Format the items below, starting with the line that contains "Task: place one keypoint per instance of the agricultural" and ending with the final line of the items, as a JSON list of strings with one string per line, both end lines included and blank lines omitted.

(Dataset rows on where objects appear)

----

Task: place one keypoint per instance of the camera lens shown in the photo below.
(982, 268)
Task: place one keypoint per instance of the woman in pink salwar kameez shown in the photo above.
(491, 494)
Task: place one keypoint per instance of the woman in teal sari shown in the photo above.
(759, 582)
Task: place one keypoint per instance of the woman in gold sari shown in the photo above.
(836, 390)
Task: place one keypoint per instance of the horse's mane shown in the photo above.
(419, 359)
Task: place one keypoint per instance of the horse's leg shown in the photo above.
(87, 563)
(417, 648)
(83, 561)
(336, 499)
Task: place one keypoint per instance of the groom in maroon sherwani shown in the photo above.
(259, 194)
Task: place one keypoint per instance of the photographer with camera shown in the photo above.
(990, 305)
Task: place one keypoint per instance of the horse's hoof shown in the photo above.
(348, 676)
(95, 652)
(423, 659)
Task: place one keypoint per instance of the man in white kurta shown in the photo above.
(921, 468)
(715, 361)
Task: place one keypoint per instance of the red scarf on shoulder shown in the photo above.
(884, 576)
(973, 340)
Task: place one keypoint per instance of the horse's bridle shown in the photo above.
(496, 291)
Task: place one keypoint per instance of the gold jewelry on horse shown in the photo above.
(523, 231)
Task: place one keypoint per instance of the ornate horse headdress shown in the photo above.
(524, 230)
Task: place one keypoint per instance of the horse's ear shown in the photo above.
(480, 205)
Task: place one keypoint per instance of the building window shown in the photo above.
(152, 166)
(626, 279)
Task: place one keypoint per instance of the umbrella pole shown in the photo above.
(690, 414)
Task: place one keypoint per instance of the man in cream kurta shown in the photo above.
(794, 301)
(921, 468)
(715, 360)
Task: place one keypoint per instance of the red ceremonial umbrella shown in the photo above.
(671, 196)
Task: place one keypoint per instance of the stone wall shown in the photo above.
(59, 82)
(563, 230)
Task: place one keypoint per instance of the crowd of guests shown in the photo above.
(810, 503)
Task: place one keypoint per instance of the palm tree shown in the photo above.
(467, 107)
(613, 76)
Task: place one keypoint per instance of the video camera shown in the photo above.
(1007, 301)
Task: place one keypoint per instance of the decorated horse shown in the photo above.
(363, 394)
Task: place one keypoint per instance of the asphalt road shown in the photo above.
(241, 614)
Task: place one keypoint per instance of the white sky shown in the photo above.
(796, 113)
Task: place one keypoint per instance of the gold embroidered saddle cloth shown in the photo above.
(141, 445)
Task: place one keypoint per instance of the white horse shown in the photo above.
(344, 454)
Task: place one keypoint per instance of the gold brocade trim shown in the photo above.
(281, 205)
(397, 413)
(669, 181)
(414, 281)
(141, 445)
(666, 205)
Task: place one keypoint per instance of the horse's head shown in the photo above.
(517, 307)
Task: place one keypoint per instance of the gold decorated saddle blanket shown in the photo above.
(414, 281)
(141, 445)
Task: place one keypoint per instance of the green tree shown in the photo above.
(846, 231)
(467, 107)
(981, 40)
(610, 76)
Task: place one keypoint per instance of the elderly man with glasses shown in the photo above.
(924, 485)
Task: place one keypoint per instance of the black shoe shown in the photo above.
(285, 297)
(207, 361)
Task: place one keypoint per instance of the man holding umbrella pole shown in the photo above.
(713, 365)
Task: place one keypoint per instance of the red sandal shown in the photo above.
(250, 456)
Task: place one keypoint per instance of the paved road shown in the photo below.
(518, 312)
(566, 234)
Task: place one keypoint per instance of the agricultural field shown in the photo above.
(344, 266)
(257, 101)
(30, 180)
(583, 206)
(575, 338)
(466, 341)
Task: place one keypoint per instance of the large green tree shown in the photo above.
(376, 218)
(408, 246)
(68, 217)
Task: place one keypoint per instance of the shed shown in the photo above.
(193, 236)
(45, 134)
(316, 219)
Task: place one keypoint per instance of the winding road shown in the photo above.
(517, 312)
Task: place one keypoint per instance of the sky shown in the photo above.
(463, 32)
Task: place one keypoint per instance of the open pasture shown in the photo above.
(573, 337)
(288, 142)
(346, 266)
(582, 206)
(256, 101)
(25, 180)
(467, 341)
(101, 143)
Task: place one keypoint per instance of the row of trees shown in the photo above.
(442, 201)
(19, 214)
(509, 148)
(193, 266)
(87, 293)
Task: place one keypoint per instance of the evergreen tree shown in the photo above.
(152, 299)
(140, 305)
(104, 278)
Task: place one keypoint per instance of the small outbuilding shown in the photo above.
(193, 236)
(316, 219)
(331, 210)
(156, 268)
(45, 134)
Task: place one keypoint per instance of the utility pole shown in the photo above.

----

> [SOLUTION TO THIS TASK]
[
  "Task: place one keypoint per instance of the agricultural field shown in the photo above.",
  "(344, 266)",
  "(257, 101)",
  "(30, 180)",
  "(583, 206)",
  "(575, 338)",
  "(466, 341)",
  "Task: place one keypoint per instance of the large green tree shown in the photo above.",
  "(376, 218)",
  "(408, 246)",
  "(68, 217)",
  "Task: place one keypoint per instance of the shed shown in the photo above.",
  "(193, 236)",
  "(45, 134)",
  "(316, 219)",
  "Task: place one keypoint per instance of the winding road shown in the photo above.",
  "(517, 312)",
  "Task: place one keypoint per instance of the sky shown in the photo above.",
  "(463, 32)",
  "Task: place one keypoint per instance of the open pasture shown in the photo above.",
  "(573, 337)",
  "(288, 142)",
  "(346, 266)",
  "(582, 206)",
  "(256, 101)",
  "(25, 180)",
  "(467, 341)",
  "(101, 143)",
  "Task: place one keypoint per instance of the row of trees shown in the photo above.",
  "(442, 201)",
  "(19, 214)",
  "(509, 148)",
  "(193, 266)",
  "(87, 293)",
  "Task: place one keypoint per instance of the evergreen tree shown in the photo above.",
  "(152, 299)",
  "(140, 305)",
  "(104, 278)",
  "Task: place one keypoint per instance of the small outbuilding shown in the photo above.",
  "(193, 236)",
  "(316, 219)",
  "(331, 210)",
  "(156, 268)",
  "(45, 134)",
  "Task: place one keypoint per instance of the utility pole shown in the photo above."
]